#### Source passage ####

Matty gained from our parents many of the traits that marked his character throughout life, including intelligence, wit, musical talent, honesty, and his belief that people should be treated fairly and with dignity. We loved him and admired his achievements from the beginning to the end.
When Matty Movsesian graduated magna cum laude from Harvard Medical School, he won a prize for best paper reporting original research. At the ceremony, he also performed a song he wrote called “If We Had Only Had the Time.” That title would take on new meaning in April 2020, when Matty lost his battle with brain cancer. He was still in the prime of his life, but had already built a legacy of remarkable substance.
By so many accounts, Matty’s talents and brilliance were limitless—he graduated summa cum laude from Columbia University in just three years, going on to a fulfilling and illustrious career as a research cardiologist. Positions at the National Institutes of Health and renowned universities came quickly, as well as recognition globally for his contributions in the field.

#### Dataset entries ####

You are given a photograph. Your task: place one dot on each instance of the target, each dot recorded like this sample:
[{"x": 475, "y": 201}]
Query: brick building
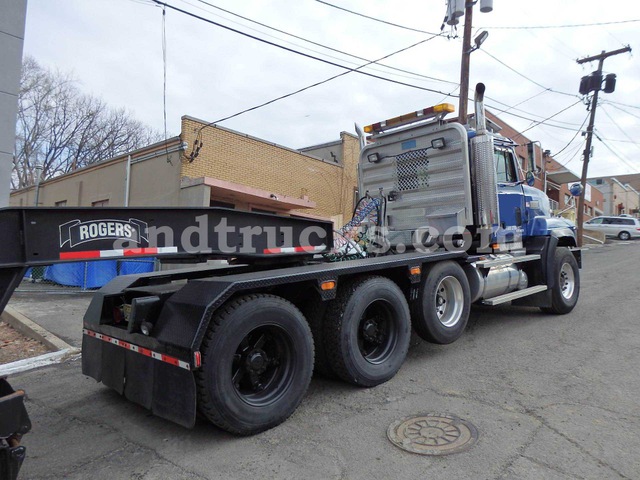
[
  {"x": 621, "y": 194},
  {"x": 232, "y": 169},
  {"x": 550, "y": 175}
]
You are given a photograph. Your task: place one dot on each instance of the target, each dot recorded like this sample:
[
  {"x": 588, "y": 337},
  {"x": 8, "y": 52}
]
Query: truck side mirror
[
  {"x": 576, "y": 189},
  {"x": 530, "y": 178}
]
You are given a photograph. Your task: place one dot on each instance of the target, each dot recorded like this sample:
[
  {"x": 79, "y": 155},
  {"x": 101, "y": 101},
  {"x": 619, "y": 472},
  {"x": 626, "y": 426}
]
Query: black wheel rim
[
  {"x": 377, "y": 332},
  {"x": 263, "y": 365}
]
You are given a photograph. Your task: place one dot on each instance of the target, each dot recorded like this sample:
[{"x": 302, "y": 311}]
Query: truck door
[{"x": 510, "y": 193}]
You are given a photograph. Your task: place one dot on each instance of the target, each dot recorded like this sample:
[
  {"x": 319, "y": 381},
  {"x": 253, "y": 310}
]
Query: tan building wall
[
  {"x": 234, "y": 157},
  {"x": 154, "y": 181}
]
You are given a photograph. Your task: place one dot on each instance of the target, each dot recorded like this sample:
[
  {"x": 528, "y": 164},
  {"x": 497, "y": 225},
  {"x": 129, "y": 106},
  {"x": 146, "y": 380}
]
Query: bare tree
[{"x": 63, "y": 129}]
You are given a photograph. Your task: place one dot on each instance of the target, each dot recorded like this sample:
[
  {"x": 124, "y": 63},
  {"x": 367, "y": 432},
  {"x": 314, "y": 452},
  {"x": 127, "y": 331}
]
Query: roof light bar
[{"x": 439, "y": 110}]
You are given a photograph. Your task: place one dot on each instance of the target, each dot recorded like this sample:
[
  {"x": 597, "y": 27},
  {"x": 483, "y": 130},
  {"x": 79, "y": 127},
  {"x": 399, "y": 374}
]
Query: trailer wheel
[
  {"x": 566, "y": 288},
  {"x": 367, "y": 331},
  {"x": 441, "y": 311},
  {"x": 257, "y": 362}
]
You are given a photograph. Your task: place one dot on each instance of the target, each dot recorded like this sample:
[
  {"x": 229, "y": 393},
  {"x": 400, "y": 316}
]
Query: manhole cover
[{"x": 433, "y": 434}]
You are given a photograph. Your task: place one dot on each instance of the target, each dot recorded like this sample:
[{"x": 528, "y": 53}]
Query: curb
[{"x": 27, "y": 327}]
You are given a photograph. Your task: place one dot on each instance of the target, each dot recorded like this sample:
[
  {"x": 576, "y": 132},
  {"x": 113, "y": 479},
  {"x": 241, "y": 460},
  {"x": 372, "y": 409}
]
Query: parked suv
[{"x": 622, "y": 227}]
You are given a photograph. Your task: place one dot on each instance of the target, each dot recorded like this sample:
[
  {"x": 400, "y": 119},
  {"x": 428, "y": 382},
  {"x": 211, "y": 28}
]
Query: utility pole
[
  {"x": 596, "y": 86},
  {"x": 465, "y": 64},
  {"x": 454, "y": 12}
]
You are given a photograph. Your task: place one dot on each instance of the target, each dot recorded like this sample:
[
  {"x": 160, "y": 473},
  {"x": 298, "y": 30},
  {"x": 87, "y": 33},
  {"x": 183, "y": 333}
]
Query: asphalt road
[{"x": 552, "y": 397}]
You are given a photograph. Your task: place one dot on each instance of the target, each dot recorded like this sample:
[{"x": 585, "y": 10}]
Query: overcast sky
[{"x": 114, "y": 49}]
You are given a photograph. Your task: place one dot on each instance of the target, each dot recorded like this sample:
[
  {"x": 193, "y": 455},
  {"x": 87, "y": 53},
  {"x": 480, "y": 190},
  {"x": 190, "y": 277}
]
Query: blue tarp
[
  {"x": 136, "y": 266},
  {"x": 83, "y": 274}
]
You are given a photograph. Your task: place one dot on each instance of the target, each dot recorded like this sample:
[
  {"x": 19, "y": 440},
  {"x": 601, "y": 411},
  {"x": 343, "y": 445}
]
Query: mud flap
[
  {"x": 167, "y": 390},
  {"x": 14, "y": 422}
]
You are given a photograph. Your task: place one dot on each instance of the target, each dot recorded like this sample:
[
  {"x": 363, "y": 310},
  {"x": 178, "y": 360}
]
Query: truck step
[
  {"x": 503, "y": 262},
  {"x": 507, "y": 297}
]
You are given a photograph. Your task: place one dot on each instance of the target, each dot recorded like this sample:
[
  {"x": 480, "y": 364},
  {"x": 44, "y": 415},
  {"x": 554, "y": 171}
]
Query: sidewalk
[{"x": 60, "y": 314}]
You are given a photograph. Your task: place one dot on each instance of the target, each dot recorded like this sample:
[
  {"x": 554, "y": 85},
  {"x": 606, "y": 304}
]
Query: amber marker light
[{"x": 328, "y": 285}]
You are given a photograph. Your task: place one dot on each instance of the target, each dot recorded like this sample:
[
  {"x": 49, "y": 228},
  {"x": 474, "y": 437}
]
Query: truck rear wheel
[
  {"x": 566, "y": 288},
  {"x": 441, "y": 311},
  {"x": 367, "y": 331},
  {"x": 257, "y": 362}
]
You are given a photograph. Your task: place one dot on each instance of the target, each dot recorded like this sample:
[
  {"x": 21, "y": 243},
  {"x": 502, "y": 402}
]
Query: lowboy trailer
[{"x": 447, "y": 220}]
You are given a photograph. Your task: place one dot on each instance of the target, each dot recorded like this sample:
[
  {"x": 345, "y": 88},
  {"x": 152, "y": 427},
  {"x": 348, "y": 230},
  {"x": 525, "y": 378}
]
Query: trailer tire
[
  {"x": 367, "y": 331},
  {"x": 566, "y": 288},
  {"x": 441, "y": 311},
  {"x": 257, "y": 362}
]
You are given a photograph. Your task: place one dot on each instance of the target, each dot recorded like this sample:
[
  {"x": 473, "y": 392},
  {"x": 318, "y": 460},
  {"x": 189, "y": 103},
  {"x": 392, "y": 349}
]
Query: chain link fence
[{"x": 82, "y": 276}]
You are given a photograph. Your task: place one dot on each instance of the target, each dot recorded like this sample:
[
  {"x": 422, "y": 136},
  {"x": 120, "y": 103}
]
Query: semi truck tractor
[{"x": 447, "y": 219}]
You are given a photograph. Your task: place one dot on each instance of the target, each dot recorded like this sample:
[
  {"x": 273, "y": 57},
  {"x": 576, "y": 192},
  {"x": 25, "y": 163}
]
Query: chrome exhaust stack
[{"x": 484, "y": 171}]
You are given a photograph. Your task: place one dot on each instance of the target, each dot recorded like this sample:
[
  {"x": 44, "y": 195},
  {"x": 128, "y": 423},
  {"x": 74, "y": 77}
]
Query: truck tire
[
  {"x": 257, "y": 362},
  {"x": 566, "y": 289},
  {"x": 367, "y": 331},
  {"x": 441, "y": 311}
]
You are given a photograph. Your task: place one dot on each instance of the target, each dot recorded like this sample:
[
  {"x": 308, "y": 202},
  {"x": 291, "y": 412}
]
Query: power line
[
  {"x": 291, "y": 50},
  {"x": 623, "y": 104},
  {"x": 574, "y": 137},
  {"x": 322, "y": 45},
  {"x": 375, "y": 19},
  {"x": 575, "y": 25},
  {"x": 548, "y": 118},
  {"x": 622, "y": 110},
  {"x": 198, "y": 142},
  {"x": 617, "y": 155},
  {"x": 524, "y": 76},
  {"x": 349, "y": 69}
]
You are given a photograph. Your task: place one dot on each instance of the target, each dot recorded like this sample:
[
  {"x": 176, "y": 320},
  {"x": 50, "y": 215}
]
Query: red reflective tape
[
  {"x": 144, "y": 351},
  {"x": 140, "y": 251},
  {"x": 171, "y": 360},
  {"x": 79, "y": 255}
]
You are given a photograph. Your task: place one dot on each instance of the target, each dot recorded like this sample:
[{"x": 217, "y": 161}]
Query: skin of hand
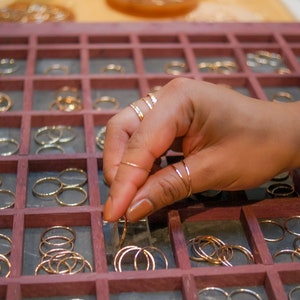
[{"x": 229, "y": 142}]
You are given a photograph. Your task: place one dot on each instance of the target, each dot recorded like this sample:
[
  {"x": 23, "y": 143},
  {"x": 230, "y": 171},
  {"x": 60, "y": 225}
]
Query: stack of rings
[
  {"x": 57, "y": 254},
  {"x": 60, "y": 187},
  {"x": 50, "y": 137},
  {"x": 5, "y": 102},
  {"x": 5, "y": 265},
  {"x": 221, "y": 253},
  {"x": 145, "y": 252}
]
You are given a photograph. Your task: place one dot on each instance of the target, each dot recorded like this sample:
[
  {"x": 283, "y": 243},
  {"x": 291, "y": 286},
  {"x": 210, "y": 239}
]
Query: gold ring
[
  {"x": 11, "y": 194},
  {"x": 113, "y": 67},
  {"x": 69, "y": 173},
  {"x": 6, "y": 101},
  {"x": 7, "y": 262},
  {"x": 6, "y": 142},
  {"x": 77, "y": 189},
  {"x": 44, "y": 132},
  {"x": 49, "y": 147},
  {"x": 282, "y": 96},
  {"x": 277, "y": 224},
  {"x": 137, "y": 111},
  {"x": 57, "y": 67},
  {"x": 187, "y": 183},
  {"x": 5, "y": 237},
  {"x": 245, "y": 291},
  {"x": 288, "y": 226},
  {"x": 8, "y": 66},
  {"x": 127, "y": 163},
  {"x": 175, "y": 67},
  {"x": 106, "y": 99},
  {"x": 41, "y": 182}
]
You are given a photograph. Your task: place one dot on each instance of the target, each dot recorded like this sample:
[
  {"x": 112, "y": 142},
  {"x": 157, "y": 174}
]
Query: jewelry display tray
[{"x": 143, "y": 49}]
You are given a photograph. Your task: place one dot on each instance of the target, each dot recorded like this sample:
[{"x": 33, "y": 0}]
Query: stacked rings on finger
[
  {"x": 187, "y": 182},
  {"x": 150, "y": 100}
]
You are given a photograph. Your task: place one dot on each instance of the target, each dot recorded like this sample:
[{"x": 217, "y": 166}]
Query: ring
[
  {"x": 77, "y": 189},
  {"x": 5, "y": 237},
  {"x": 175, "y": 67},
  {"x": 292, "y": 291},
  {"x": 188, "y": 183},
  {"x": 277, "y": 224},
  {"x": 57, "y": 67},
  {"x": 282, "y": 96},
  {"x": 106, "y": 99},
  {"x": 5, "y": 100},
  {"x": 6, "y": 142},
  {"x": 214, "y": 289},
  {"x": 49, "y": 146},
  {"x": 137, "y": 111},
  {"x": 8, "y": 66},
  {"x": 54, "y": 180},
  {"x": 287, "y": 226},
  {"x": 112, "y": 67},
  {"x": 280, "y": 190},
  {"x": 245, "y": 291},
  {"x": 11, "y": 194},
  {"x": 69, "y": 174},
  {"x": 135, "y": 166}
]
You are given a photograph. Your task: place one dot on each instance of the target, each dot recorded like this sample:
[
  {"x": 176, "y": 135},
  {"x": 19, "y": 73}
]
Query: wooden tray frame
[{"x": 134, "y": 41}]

####

Prompt A
Condense the paragraph of the tribute to Matty Movsesian that begins "When Matty Movsesian graduated" into a short list, keeping its main facts.
Prompt B
Please copy the stretch of the tribute to Matty Movsesian from "By so many accounts, Matty’s" through "in the field.", swapping "research cardiologist" for "research physician".
Prompt C
Answer these questions from the tribute to Matty Movsesian:
(i) What prize did he win when he graduated from Harvard Medical School?
(ii) How many years did it take him to graduate from Columbia University?
(iii) In what month and year did he lose his battle with brain cancer?

Your solution A
- Graduated magna cum laude from Harvard Medical School and won a prize for best paper reporting original research.
- Performed his own song, "If We Had Only Had the Time," at the ceremony.
- Died of brain cancer in April 2020, giving the song's title new meaning.
- Was still in the prime of his life but had already built a legacy of remarkable substance.

Your solution B
By so many accounts, Matty’s talents and brilliance were limitless—he graduated summa cum laude from Columbia University in just three years, going on to a fulfilling and illustrious career as a research physician. Positions at the National Institutes of Health and renowned universities came quickly, as well as recognition globally for his contributions in the field.

Your solution C
(i) A prize for best paper reporting original research.
(ii) Three years.
(iii) April 2020.